Instructions to follow → Write the entries below out again exactly; any picture in them stays out.

Supplied material →

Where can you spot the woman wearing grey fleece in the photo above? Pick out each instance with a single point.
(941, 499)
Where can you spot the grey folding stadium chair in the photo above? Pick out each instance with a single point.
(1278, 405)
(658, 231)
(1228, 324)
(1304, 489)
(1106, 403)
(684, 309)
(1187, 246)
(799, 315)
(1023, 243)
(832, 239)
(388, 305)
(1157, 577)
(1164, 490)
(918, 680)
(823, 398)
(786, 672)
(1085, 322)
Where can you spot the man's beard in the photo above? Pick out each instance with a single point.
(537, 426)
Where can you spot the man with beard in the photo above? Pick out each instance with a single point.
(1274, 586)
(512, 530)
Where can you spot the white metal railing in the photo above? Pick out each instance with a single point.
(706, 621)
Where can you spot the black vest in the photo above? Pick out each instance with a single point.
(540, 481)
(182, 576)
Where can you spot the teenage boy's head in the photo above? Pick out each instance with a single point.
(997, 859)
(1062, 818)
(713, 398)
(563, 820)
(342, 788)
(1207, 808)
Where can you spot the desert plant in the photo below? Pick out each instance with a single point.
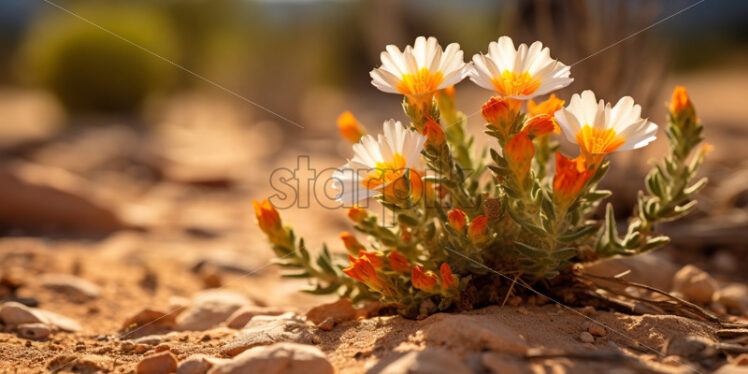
(528, 221)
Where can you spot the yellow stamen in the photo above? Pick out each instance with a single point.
(512, 84)
(386, 172)
(423, 82)
(596, 141)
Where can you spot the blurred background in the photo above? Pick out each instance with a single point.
(133, 121)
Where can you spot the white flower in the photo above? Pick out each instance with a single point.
(378, 162)
(419, 70)
(520, 74)
(599, 128)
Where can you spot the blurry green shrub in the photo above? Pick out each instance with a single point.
(91, 70)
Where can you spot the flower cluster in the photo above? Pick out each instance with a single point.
(463, 216)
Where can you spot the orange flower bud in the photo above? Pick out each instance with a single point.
(477, 232)
(457, 219)
(351, 243)
(363, 271)
(538, 125)
(422, 280)
(267, 217)
(449, 91)
(434, 133)
(519, 153)
(549, 107)
(448, 279)
(570, 178)
(680, 100)
(496, 110)
(398, 262)
(350, 128)
(270, 223)
(375, 258)
(445, 99)
(406, 236)
(357, 214)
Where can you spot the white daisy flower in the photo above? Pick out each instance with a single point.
(520, 74)
(421, 70)
(599, 128)
(378, 162)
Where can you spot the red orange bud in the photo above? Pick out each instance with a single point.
(457, 219)
(350, 128)
(375, 258)
(538, 125)
(448, 279)
(398, 262)
(519, 153)
(357, 214)
(422, 280)
(570, 178)
(351, 243)
(433, 132)
(270, 223)
(549, 107)
(496, 110)
(477, 232)
(363, 271)
(680, 100)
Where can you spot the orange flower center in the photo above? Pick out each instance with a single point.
(595, 141)
(512, 84)
(422, 82)
(386, 172)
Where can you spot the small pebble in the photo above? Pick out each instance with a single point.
(34, 331)
(163, 362)
(586, 337)
(597, 330)
(140, 348)
(327, 325)
(127, 347)
(588, 310)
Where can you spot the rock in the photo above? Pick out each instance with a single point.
(734, 297)
(327, 325)
(33, 331)
(142, 348)
(472, 332)
(79, 364)
(281, 358)
(651, 269)
(209, 310)
(428, 361)
(340, 311)
(59, 321)
(43, 199)
(148, 321)
(596, 330)
(148, 340)
(13, 313)
(226, 260)
(197, 364)
(586, 337)
(503, 364)
(75, 287)
(731, 369)
(159, 363)
(266, 330)
(240, 318)
(694, 284)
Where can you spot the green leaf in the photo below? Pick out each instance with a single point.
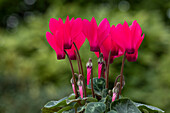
(79, 109)
(149, 108)
(124, 105)
(112, 111)
(54, 106)
(95, 107)
(65, 109)
(104, 92)
(91, 99)
(108, 101)
(98, 85)
(72, 96)
(82, 100)
(59, 103)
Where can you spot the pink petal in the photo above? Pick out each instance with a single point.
(67, 36)
(99, 69)
(51, 40)
(79, 40)
(114, 97)
(81, 91)
(97, 54)
(88, 75)
(76, 27)
(136, 33)
(103, 31)
(90, 31)
(86, 27)
(53, 25)
(73, 88)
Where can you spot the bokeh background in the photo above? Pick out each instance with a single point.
(30, 74)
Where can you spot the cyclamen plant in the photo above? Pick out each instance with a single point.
(108, 42)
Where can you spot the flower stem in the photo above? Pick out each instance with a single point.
(79, 58)
(80, 66)
(74, 80)
(121, 74)
(92, 89)
(78, 63)
(107, 71)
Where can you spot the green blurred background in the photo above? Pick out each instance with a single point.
(30, 74)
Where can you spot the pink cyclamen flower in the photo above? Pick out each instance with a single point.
(56, 43)
(89, 70)
(71, 30)
(72, 83)
(78, 40)
(96, 34)
(73, 88)
(88, 74)
(129, 38)
(114, 97)
(107, 46)
(100, 65)
(81, 90)
(62, 35)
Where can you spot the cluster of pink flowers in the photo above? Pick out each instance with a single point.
(103, 38)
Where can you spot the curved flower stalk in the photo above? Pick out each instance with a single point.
(128, 38)
(80, 85)
(101, 66)
(96, 34)
(89, 70)
(56, 42)
(72, 83)
(115, 91)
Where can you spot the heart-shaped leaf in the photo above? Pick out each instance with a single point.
(124, 105)
(54, 106)
(112, 111)
(95, 107)
(98, 85)
(79, 109)
(150, 109)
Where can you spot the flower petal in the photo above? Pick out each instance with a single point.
(81, 91)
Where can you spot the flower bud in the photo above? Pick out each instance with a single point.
(80, 85)
(72, 85)
(89, 69)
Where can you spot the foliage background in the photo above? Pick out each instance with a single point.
(30, 74)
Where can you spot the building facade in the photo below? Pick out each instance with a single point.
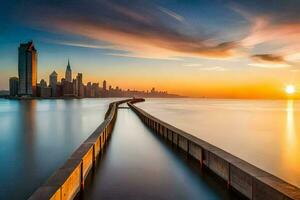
(27, 69)
(53, 83)
(68, 75)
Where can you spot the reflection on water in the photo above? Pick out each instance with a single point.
(138, 165)
(262, 132)
(36, 137)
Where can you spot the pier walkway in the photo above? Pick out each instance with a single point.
(136, 164)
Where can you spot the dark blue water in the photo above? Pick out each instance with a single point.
(139, 165)
(37, 137)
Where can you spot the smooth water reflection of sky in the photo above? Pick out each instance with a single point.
(262, 132)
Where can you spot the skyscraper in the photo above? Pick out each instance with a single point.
(68, 75)
(104, 85)
(27, 69)
(53, 83)
(13, 86)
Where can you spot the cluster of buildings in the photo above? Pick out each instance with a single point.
(26, 84)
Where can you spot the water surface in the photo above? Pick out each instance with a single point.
(265, 133)
(38, 136)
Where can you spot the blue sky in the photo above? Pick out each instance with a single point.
(234, 48)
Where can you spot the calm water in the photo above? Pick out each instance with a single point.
(37, 137)
(264, 133)
(138, 165)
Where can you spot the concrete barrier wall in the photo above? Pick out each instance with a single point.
(240, 175)
(68, 180)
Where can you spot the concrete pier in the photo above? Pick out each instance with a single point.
(239, 175)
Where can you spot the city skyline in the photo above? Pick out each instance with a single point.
(247, 51)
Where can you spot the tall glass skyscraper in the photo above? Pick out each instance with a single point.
(27, 68)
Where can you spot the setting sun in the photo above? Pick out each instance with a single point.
(290, 89)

Output of the exercise →
Where can you spot the woman wearing grey fleece in the photo above? Pick out each instance with a single point.
(941, 499)
Where can you spot the grey folding stadium chair in the photo above? Pick out each instance with a single point.
(1278, 405)
(658, 231)
(1228, 324)
(1304, 489)
(1106, 403)
(684, 309)
(1187, 246)
(799, 315)
(1023, 243)
(832, 239)
(388, 305)
(1157, 577)
(1164, 490)
(918, 680)
(823, 398)
(786, 672)
(1085, 322)
Where can you spot the man's beard in the photo above? Pick out each instance with a single point.
(537, 426)
Where can you spot the man with beard in the photo above? Pick out each instance with a single point.
(1274, 586)
(512, 530)
Where can you spot the white metal railing in the photo above? Pick out each instance with a single point.
(706, 621)
Where can you spot the black vest in the photo above? Pick out each instance with a single point.
(540, 481)
(182, 576)
Where can you spot the teenage boy's head in the photo above? Pick out each instance with a single point.
(997, 859)
(1062, 818)
(713, 398)
(563, 820)
(342, 788)
(1207, 808)
Where can you spot the desert plant in the photo below? Pick out each instance with a single point.
(528, 221)
Where can you spot the yellow stamen in the photo above? Pick out each instance with a single point.
(512, 84)
(386, 172)
(423, 82)
(596, 141)
Where can you spot the blurred background in the photo above? Pick out each instance with a single point.
(133, 121)
Where can you spot the white flower in the photo above? Pick out each instance with a single point.
(378, 162)
(419, 70)
(520, 74)
(599, 128)
Where can you spot the blurry green shrub in the photo above? Pick out each instance with a single point.
(91, 70)
Where can you spot the flower cluster in the photo above? Pick out each instance with a single point.
(463, 216)
Where can you spot the orange flower bud in the photo above? Pick out each instance with a single point.
(477, 232)
(457, 219)
(351, 243)
(363, 271)
(538, 125)
(422, 280)
(267, 217)
(449, 91)
(434, 133)
(519, 153)
(549, 107)
(448, 279)
(570, 178)
(680, 100)
(496, 110)
(398, 262)
(350, 128)
(270, 223)
(375, 258)
(445, 99)
(406, 236)
(357, 214)
Where can you spot the white daisy flower in the photo above? Pick out each instance with a single point.
(520, 74)
(421, 70)
(599, 128)
(378, 162)
Where can you spot the red orange bud in the photo above? Pick out each instance with a single point.
(457, 219)
(350, 128)
(375, 258)
(538, 125)
(448, 279)
(398, 262)
(519, 153)
(357, 214)
(422, 280)
(570, 178)
(351, 243)
(433, 132)
(270, 223)
(549, 107)
(496, 110)
(477, 232)
(363, 271)
(680, 100)
Where can you spot the orange flower center in the photo above? Pick out each instance with a single point.
(595, 141)
(512, 84)
(422, 82)
(386, 172)
Where can you spot the small pebble in the photo above? Pick out each instance with a single point.
(34, 331)
(163, 362)
(586, 337)
(597, 330)
(140, 348)
(327, 325)
(127, 347)
(588, 310)
Where can you spot the rock in the photo above? Pick out each instance with a single point.
(734, 297)
(327, 325)
(33, 331)
(142, 348)
(472, 332)
(79, 364)
(281, 358)
(651, 269)
(209, 310)
(428, 361)
(340, 311)
(59, 321)
(43, 199)
(148, 321)
(596, 330)
(148, 340)
(13, 313)
(226, 260)
(197, 364)
(586, 337)
(503, 364)
(75, 287)
(731, 369)
(159, 363)
(266, 330)
(240, 318)
(694, 284)
Where can you spot the green leaf in the photo below? Pick out each instance with a single point.
(79, 109)
(149, 108)
(124, 105)
(112, 111)
(54, 106)
(95, 107)
(65, 109)
(104, 92)
(91, 99)
(108, 101)
(98, 85)
(72, 96)
(82, 100)
(59, 103)
Where can you spot the pink petal in the photo above? Pick out each instance with a single point.
(67, 36)
(99, 69)
(51, 40)
(79, 40)
(114, 97)
(81, 91)
(97, 54)
(88, 75)
(76, 27)
(136, 33)
(103, 31)
(90, 31)
(86, 27)
(53, 25)
(73, 88)
Where can you spot the bokeh background in the photo above? Pick out each instance with a single point.
(30, 74)
Where can you spot the cyclamen plant in the photo above? Pick out each instance with a single point.
(108, 42)
Where can you spot the flower stem in the photo above? Pick out each instance with a single point.
(79, 58)
(80, 66)
(74, 80)
(121, 74)
(92, 89)
(78, 63)
(107, 71)
Where can you spot the green blurred background in the photo above? Pick out each instance with a single point.
(30, 74)
Where can you spot the pink cyclamen flower in the photo above? Pick out each instance with a single point.
(56, 43)
(89, 70)
(71, 30)
(72, 83)
(78, 40)
(96, 34)
(73, 88)
(88, 74)
(129, 38)
(114, 97)
(107, 46)
(100, 65)
(81, 90)
(62, 35)
Where can you spot the cluster of pink flowers in the photo above? Pick out each instance with a single point.
(103, 38)
Where can you spot the curved flower stalk in the photo above? Pick out each instance with a single point.
(128, 38)
(80, 85)
(101, 66)
(96, 34)
(89, 70)
(56, 42)
(72, 83)
(115, 91)
Where can you spot the heart-shaped leaf in the photo above? Pick out each instance with a single point.
(124, 105)
(54, 106)
(112, 111)
(95, 107)
(98, 85)
(79, 109)
(150, 109)
Where can you spot the flower petal in the photo above? Pick out each instance with a single point.
(81, 91)
Where can you spot the flower bud in the photo above? Pick out each instance with a single point.
(80, 85)
(72, 85)
(89, 69)
Where can you spot the foliage background in the photo above? Pick out each instance with a single point.
(30, 74)
Where can you spot the building facade in the photo below? Pick out each instance with a single point.
(27, 69)
(53, 83)
(68, 75)
Where can you spot the reflection on water in the photo above? Pick out each instance with a single point.
(138, 165)
(262, 132)
(36, 137)
Where can you spot the pier walkway in the photo above? Pick out each instance with a single point.
(136, 164)
Where can you spot the dark blue water in the photo above? Pick out each instance with a single point.
(139, 165)
(37, 137)
Where can you spot the smooth water reflection of sky in the photo above? Pick out each instance with a single point.
(262, 132)
Where can you spot the skyscraper in the photo above? Pick out each instance with a single point.
(68, 75)
(104, 85)
(27, 69)
(53, 83)
(13, 86)
Where can you spot the cluster of buildings in the photo above? Pick out each instance with a single point.
(26, 84)
Where can you spot the water surface in the photo above? Pick out each instance with a single point.
(265, 133)
(38, 136)
Where can you spot the blue sky in the photo above? Pick out each instance with a single point.
(234, 48)
Where can you spot the calm water in the photo above? Pick out each instance with a single point.
(37, 137)
(264, 133)
(138, 165)
Where can you spot the concrete barrier wall in the photo above? Pick out each instance with a single point.
(240, 175)
(68, 180)
Where can you spot the concrete pier in the photo above? Pick out each instance with a single point.
(239, 175)
Where can you spot the city skyline in the photo above? Pick out each instance with a single point.
(247, 51)
Where can you spot the tall glass skyscraper in the photo above? Pick out each instance with a single point.
(27, 68)
Where can you spot the setting sun in the photo above? Pick out each instance with a single point.
(290, 89)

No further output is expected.